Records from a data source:
══════
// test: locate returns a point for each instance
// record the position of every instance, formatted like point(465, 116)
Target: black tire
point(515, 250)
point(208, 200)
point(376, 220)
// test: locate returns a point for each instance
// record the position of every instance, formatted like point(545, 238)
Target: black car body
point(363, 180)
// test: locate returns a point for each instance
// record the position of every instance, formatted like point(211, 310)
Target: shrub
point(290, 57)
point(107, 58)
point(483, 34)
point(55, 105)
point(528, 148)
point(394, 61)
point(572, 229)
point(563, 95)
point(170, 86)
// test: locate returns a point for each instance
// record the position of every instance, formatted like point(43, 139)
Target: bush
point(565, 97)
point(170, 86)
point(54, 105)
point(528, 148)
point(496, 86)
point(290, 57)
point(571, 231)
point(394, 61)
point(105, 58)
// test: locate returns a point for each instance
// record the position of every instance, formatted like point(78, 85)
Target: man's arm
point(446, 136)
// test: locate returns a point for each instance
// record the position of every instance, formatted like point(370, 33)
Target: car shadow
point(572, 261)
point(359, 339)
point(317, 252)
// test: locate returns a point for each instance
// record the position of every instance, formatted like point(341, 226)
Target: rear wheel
══════
EXERCISE DIRECTIONS: Each line of the data above should appear again in your answer, exactly as given.

FINISHED EXERCISE:
// test: locate returns a point for each instance
// record the position of every instance, formatted like point(465, 116)
Target: black tire
point(515, 250)
point(208, 200)
point(376, 220)
// test: locate returns a point for each instance
// record the position of every instance, formatted like point(545, 238)
Target: black car body
point(363, 180)
// test: locate returns a point for each instance
// record the position of every instance, formatted like point(211, 310)
Target: shrub
point(290, 57)
point(107, 58)
point(483, 34)
point(55, 105)
point(528, 148)
point(394, 61)
point(572, 229)
point(563, 95)
point(170, 86)
// test: locate returns a point for each instance
// record the position of every instance, formatted like point(43, 139)
Target: bush
point(565, 97)
point(170, 86)
point(54, 105)
point(528, 148)
point(496, 86)
point(290, 57)
point(571, 231)
point(394, 61)
point(105, 58)
// test: locate returns a point for each instance
// record the position of every instance, formatted like point(78, 85)
Target: man's arm
point(446, 136)
// test: locate returns a point for each instance
// record the position of every instance, formatted like point(370, 33)
Target: car shadow
point(572, 261)
point(359, 339)
point(317, 252)
// test: locate returns a point for each instance
// record the position of every instance, formatted like point(341, 226)
Target: rear wheel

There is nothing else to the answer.